*DO THIS*. Print verbatim the lines of the entries from the one containing "Wildlife-count tagging: point out every instance of the parked" to the last, inclusive, and no others.

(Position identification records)
== == ==
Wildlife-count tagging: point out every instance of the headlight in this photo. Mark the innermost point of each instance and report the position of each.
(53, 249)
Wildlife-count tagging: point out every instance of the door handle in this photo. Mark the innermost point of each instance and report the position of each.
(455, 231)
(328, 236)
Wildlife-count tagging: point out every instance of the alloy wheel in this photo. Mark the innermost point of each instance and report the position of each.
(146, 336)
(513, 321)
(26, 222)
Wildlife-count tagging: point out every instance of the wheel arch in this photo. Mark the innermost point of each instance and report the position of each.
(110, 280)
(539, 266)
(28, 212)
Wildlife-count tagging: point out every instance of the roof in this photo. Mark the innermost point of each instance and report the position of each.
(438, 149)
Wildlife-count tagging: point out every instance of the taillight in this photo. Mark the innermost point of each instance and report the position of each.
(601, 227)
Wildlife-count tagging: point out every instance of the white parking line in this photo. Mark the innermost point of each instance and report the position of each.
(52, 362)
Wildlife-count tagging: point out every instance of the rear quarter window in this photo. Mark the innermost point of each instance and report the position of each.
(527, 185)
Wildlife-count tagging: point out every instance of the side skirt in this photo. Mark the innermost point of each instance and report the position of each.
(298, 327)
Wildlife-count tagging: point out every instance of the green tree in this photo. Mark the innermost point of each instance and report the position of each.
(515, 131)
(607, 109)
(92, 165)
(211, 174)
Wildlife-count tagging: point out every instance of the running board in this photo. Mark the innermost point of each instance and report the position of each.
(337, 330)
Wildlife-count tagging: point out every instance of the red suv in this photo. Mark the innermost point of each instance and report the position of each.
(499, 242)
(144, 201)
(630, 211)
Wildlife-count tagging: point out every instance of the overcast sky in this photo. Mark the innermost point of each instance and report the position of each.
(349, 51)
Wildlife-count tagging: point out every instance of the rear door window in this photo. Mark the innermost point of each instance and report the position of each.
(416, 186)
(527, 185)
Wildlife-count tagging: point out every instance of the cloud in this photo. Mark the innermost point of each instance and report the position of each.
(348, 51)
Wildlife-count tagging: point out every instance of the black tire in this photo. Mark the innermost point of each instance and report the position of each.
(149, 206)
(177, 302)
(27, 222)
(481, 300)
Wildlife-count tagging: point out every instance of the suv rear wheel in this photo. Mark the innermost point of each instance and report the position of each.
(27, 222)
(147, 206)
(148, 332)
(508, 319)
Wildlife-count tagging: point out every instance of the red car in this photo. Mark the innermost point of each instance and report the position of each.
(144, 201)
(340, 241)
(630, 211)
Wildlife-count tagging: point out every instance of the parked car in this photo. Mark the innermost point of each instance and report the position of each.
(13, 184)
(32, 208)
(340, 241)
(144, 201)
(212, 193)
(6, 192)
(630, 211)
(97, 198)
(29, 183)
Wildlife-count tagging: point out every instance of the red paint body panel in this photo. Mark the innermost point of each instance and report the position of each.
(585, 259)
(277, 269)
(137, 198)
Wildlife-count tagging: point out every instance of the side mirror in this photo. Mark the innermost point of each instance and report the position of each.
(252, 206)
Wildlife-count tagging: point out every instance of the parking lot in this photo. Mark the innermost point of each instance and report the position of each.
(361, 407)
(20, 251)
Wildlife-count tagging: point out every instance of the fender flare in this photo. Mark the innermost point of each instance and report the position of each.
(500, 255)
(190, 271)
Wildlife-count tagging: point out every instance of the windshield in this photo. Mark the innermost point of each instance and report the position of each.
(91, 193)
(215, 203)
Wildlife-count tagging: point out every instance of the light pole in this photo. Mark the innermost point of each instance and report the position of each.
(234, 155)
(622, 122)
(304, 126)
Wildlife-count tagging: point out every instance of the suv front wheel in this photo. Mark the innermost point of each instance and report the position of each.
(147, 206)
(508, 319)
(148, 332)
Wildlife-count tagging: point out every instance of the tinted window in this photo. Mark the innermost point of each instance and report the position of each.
== == ==
*FULL OUTPUT*.
Wildlife-count tagging: point out every instance of the parked car in this photo. Mark the innermost point of each instance and report the position of each.
(13, 184)
(32, 208)
(340, 241)
(144, 201)
(212, 193)
(6, 192)
(630, 211)
(97, 198)
(29, 183)
Wildlife-count tagging: point out every instance of the red paint body panel in this photo. Mark the innermost point of each instance and report the position of each.
(585, 259)
(277, 269)
(137, 198)
Wildlife-count tagging: point out every instance of the side mirror in this photo. Mark the innermost point of each instance and report the position of each.
(252, 206)
Wildlife-count tagging: point out every instance of the parking lot in this photo. Mark the innermost point of each instance and report the position of each.
(361, 407)
(20, 251)
Wildlife-count tagging: point out every instance of the fender flare in this photo. Mark the innermost point of each instance and report the position of each.
(500, 255)
(190, 271)
Wildlife-count tagging: point out every instance of the windshield in this photo. Mark the innermost point of each instance and report the position of each.
(91, 193)
(215, 203)
Wildlife-count tagging: point out every instance of the light pole in this photo. Mark the innermost point of each instance and report the position of each.
(234, 155)
(622, 122)
(304, 126)
Wildlife-count tagging: point out every instance of the suv front wheel in this photo. Mark the innermost point of each instance and report the position of each.
(147, 206)
(508, 319)
(148, 332)
Wildlife-count tagging: point out every instance of the tinted window in this photo. Mark the innermost point of each instance and report the position of each.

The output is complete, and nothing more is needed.